:: Input data ::
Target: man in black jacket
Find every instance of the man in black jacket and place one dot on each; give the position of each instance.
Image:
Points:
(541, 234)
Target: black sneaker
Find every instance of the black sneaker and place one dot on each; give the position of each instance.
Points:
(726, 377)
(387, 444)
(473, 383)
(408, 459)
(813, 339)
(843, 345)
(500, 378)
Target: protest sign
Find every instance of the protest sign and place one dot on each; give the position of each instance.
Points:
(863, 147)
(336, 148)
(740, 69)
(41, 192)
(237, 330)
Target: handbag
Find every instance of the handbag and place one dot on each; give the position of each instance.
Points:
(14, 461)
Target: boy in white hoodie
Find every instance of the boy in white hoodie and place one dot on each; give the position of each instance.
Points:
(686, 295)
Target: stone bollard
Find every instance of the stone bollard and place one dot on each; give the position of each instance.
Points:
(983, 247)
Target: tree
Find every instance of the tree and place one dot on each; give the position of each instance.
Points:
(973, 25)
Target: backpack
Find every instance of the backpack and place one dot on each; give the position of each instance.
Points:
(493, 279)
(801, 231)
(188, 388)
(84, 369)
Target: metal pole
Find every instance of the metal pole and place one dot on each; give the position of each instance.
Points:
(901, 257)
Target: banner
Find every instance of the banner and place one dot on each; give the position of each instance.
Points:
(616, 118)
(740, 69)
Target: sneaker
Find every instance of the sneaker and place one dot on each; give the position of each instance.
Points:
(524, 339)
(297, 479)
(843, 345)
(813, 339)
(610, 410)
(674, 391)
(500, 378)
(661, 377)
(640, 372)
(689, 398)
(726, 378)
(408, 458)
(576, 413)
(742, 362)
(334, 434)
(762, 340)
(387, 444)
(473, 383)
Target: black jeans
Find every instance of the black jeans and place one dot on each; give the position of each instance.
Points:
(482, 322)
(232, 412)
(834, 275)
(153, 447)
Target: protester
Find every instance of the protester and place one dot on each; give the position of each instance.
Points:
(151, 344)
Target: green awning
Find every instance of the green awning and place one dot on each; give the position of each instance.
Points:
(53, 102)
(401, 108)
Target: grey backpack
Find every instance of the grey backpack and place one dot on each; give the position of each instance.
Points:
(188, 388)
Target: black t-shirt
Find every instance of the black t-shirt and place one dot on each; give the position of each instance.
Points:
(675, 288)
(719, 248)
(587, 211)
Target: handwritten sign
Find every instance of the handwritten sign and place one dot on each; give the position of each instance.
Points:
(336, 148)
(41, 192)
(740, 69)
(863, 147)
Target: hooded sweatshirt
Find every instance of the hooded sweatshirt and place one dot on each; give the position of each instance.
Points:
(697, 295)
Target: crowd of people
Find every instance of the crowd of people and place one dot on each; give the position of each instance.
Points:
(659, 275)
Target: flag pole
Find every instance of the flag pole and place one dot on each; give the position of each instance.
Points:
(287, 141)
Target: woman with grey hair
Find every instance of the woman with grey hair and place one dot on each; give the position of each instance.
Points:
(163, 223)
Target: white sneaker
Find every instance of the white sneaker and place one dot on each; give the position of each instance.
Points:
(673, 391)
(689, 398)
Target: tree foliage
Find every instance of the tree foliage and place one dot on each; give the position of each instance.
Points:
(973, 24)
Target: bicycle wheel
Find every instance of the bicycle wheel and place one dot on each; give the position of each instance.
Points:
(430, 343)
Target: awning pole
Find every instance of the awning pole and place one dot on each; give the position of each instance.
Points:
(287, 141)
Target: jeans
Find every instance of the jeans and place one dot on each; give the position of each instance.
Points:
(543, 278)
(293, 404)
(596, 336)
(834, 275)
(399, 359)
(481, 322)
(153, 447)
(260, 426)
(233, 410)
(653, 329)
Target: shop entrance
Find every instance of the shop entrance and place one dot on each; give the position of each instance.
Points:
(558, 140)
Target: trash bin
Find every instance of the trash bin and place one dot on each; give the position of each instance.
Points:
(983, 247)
:::
## What is being asked
All of the material above needs to be copied exactly.

## The completed task
Target: man in black jacket
Find every instance of the man in black jacket and place one dot on each; give the position of each instance.
Image:
Points:
(541, 234)
Target: black sneaker
Find every instance of the black sneaker and place one dot on each; give the position of each instance.
Points:
(726, 377)
(387, 444)
(473, 383)
(408, 459)
(813, 339)
(843, 345)
(500, 378)
Target: protest sign
Find every instance of the protest sign and place one dot on each; give the position of each instance.
Points:
(863, 147)
(336, 148)
(740, 69)
(41, 192)
(237, 330)
Target: handbag
Find every instance of the handbag and place one dot on each; give the position of each instance.
Points:
(14, 461)
Target: boy in white hoodie
Find every instance of the boy in white hoodie and place one dot on each; give the position of each instance.
Points:
(686, 295)
Target: stone bollard
Find every instance of the stone bollard and place one dot on each; give the position of each instance.
Points:
(983, 247)
Target: tree
Find every instance of the tree and place one dot on each; give the position of each instance.
Points:
(973, 25)
Target: backpack
Find every instance of the backpack and place one dot on each; give the position of each instance.
Points:
(493, 279)
(801, 231)
(188, 388)
(84, 369)
Target: metal pole
Find every instance of the metal pole and place one dot on each; give the position of each instance.
Points:
(901, 257)
Target: banner
Find every instance of the banner and place one dot on each; give the position of each instance.
Points:
(616, 118)
(740, 69)
Target: sneaker
Find every instance of the sneaker and place one dot on each; give the position of each instance.
Points:
(524, 339)
(297, 479)
(843, 345)
(813, 339)
(610, 410)
(674, 391)
(500, 378)
(661, 377)
(640, 372)
(689, 398)
(726, 378)
(408, 458)
(576, 413)
(742, 362)
(334, 434)
(762, 340)
(387, 444)
(473, 383)
Target: black jeans
Find every instance of the black jeans and place one dot on each; give the position of each instance.
Points:
(482, 322)
(232, 412)
(834, 275)
(153, 447)
Target: protester
Find every instance of the protester and place one dot on each; give the position of each instance.
Points:
(151, 344)
Target: green awning
Find every instance of the green awning and place one dot on each; give the position of each instance.
Points:
(53, 102)
(401, 108)
Target: grey backpack
Find every instance of the grey backpack and place one dot on each; give the position of each instance.
Points:
(188, 388)
Target: black t-shirt
Find every instance of the black t-shirt and place one dot on each; give the position of each instance.
Points:
(675, 288)
(719, 248)
(587, 211)
Target: handwritten sign
Find every instance of the handwritten sign and place one dot on each; give the position of each instance.
Points:
(336, 148)
(41, 192)
(740, 69)
(863, 147)
Target: hooded sweatshirt
Find every instance of the hooded sweatshirt and place one dot on each; give the position of each instance.
Points:
(697, 295)
Target: crowd of people
Find every instance of the crowd of people and place one dot on each; give the position of each instance.
Points:
(659, 275)
Target: flag pole
Find every instance of the flag pole and place one dot on each; give the position of each instance.
Points:
(287, 141)
Target: woman with grey hair
Find every instance of the woman with grey hair and place one dot on each; give the position of each instance.
Points:
(163, 223)
Target: white sneaker
Find every instance of the white sneaker and place one dot on each; give the position of each instance.
Points:
(673, 391)
(689, 398)
Target: tree foliage
Find every instance of the tree foliage and place one dot on each; give the position of each instance.
Points:
(973, 24)
Target: bicycle wheel
Find every instance of the bicycle wheel and place one dot on each; give the position of each instance.
Points:
(430, 343)
Target: awning pole
Find every instance of the awning pole and place one dot on each; give the position of each instance.
Points:
(287, 141)
Target: jeans
Find every instance of the jeans and place one dot on each; give the position of each instance.
Points:
(543, 278)
(293, 404)
(596, 336)
(834, 275)
(399, 359)
(481, 322)
(153, 447)
(260, 426)
(233, 410)
(653, 329)
Target: shop entrance
Find every instance of the shop entrance and place one dot on each; give the position of each instance.
Points:
(558, 140)
Target: trash bin
Find every instance of the trash bin and place one dot on each; give the position of each instance.
Points:
(983, 247)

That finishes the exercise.